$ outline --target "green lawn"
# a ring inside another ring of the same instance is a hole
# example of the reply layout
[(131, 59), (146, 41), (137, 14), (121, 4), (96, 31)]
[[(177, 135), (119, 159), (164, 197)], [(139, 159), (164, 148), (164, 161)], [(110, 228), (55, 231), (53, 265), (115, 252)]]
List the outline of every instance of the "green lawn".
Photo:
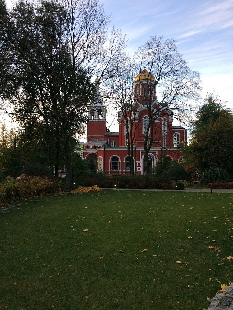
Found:
[(233, 196), (109, 190), (21, 201), (0, 214), (0, 309), (207, 308), (233, 281)]

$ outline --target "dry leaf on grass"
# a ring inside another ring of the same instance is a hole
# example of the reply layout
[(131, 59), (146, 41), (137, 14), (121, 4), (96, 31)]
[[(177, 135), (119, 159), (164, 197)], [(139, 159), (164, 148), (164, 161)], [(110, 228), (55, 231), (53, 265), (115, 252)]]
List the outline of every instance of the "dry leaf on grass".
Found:
[(218, 252), (220, 251), (219, 247), (217, 247), (216, 246), (208, 246), (208, 247), (209, 249), (214, 249), (215, 251), (217, 251)]
[(225, 289), (227, 287), (228, 285), (227, 285), (225, 283), (224, 284), (221, 284), (221, 289), (218, 290), (216, 293), (216, 294), (218, 294), (219, 293), (224, 293), (227, 291)]

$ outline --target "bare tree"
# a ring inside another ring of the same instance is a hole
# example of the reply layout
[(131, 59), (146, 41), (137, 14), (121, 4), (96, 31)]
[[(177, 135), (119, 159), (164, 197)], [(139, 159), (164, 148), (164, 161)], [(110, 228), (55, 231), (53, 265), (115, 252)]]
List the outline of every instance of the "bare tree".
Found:
[(134, 147), (138, 138), (137, 128), (139, 124), (136, 107), (135, 106), (134, 80), (137, 74), (136, 64), (128, 58), (117, 76), (108, 81), (112, 101), (117, 110), (119, 123), (123, 123), (126, 137), (130, 176), (134, 176)]
[[(169, 110), (173, 116), (182, 120), (192, 109), (190, 103), (199, 98), (200, 79), (199, 73), (189, 67), (179, 53), (174, 39), (166, 40), (163, 37), (151, 37), (135, 55), (139, 72), (146, 68), (148, 74), (140, 76), (140, 81), (145, 80), (149, 90), (148, 99), (145, 100), (149, 117), (144, 137), (144, 171), (148, 172), (148, 155), (153, 142), (155, 121)], [(151, 83), (151, 75), (154, 77)], [(154, 105), (154, 94), (159, 103)], [(149, 134), (150, 137), (149, 138)]]
[(124, 63), (125, 37), (113, 28), (108, 37), (109, 19), (98, 0), (23, 0), (10, 16), (12, 65), (3, 95), (21, 121), (32, 115), (43, 120), (58, 153), (62, 143), (69, 190), (71, 140), (94, 95), (92, 79), (97, 76), (103, 82), (116, 76)]

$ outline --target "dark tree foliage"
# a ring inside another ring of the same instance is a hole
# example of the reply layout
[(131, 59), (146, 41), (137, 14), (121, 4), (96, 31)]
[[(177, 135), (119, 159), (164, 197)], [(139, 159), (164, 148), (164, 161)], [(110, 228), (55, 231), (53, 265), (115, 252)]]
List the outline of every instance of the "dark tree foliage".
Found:
[(91, 78), (98, 75), (103, 82), (116, 74), (124, 61), (124, 37), (113, 29), (108, 41), (108, 19), (98, 1), (22, 0), (8, 15), (4, 40), (10, 65), (2, 96), (23, 126), (43, 123), (51, 173), (55, 166), (57, 176), (62, 152), (69, 190), (72, 142), (82, 132), (95, 94)]
[(197, 113), (189, 145), (184, 152), (200, 172), (221, 168), (233, 176), (233, 114), (210, 95)]

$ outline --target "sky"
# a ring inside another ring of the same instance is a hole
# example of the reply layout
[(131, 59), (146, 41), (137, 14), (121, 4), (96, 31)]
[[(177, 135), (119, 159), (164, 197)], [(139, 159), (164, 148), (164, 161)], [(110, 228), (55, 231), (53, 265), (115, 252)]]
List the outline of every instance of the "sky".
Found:
[[(130, 55), (151, 35), (175, 39), (200, 74), (202, 97), (214, 91), (233, 108), (233, 0), (99, 1), (111, 16), (109, 28), (114, 23), (126, 34)], [(11, 0), (6, 2), (10, 6)]]
[[(100, 0), (133, 55), (151, 36), (177, 40), (178, 51), (202, 81), (233, 108), (233, 0)], [(111, 25), (110, 25), (111, 26)]]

++++++++

• _Work required_
Reproduce all of the material above line for line, omitting the pictures.

• _Output_
$ outline --target "green lawn"
# a ring inside another ring of the same instance is a hole
# example of the reply layout
[(131, 59), (146, 41), (137, 14), (121, 4), (96, 31)]
[[(177, 135), (119, 159), (164, 197)], [(139, 159), (164, 148), (164, 161)], [(110, 228), (55, 231), (53, 265), (115, 252)]]
List the outline of every instance of the "green lawn".
Photo:
Found:
[(233, 196), (109, 190), (21, 201), (0, 214), (0, 309), (207, 308), (233, 281)]

$ outline --target "dry leaf on grass"
# a ring inside another ring of the same instance is a hole
# example of the reply layout
[(131, 59), (146, 41), (137, 14), (121, 4), (96, 31)]
[[(177, 135), (119, 159), (164, 197)], [(139, 159), (164, 148), (164, 161)], [(110, 228), (55, 231), (53, 265), (115, 252)]]
List the outline of every instance of the "dry leaf on grass".
Found:
[(218, 252), (220, 251), (219, 247), (217, 247), (216, 246), (208, 246), (208, 247), (209, 249), (214, 249), (215, 251), (217, 251)]
[(225, 289), (227, 287), (228, 285), (227, 285), (225, 283), (224, 284), (221, 284), (221, 289), (218, 290), (216, 293), (216, 294), (218, 294), (219, 293), (224, 293), (227, 291)]

$ outline --target "bare tree"
# a ring inside another ring of the same instance is a hole
# example of the reply layout
[(131, 59), (146, 41), (137, 14), (121, 4), (96, 31)]
[[(177, 135), (119, 159), (164, 197)], [(139, 159), (164, 148), (164, 161)], [(110, 228), (55, 231), (53, 265), (115, 252)]]
List the outline of every instance of the "bare tree".
Found:
[(134, 147), (138, 138), (137, 128), (139, 124), (136, 107), (135, 106), (134, 80), (137, 74), (136, 64), (128, 58), (117, 76), (108, 81), (112, 101), (117, 110), (119, 123), (123, 123), (126, 137), (130, 176), (134, 176)]
[[(169, 110), (173, 116), (182, 120), (192, 109), (190, 103), (199, 98), (200, 79), (199, 73), (189, 67), (179, 53), (174, 39), (166, 40), (163, 37), (151, 37), (135, 55), (139, 72), (146, 68), (148, 74), (140, 76), (140, 81), (145, 80), (149, 90), (148, 99), (145, 100), (149, 117), (144, 137), (144, 171), (148, 172), (148, 155), (153, 142), (155, 121)], [(151, 83), (151, 75), (154, 77)], [(154, 105), (154, 94), (159, 103)], [(149, 134), (150, 137), (149, 138)]]
[(124, 63), (125, 37), (113, 28), (108, 37), (109, 19), (98, 0), (23, 0), (10, 16), (12, 65), (3, 95), (21, 121), (32, 115), (43, 120), (58, 153), (62, 143), (69, 190), (71, 140), (94, 95), (92, 79), (97, 76), (103, 82), (116, 76)]

$ outline --target "dark tree foliage"
# a ring inside another ring of the same instance is a hole
# example of the reply layout
[(131, 59), (146, 41), (137, 14), (121, 4), (96, 31)]
[[(177, 135), (119, 159), (164, 197)], [(139, 159), (164, 148), (164, 161)], [(110, 228), (55, 231), (53, 265), (115, 252)]]
List the outline of every instance of the "dark tree foliage".
Found:
[(91, 78), (98, 75), (103, 82), (116, 74), (124, 61), (124, 37), (113, 29), (108, 41), (108, 19), (98, 1), (22, 0), (8, 15), (4, 40), (10, 65), (2, 96), (23, 126), (43, 123), (51, 173), (55, 166), (57, 176), (62, 152), (69, 190), (72, 142), (82, 132), (95, 94)]
[(197, 113), (189, 145), (184, 152), (200, 172), (221, 168), (233, 176), (233, 114), (210, 95)]

$ outline --target "sky"
# a ring inside another ring of the same instance is a hole
# example of the reply layout
[(131, 59), (146, 41), (137, 14), (121, 4), (96, 31)]
[[(177, 135), (119, 159), (164, 197)], [(139, 159), (164, 148), (164, 161)], [(110, 228), (55, 231), (53, 265), (115, 252)]]
List the outline of every instance of the "sky".
Found:
[[(130, 55), (151, 35), (175, 39), (200, 74), (202, 97), (214, 91), (233, 108), (233, 0), (99, 1), (111, 16), (109, 28), (114, 23), (126, 34)], [(11, 0), (6, 2), (10, 6)]]
[[(100, 0), (133, 55), (151, 36), (177, 40), (178, 51), (202, 81), (233, 108), (233, 0)], [(111, 25), (110, 25), (111, 26)]]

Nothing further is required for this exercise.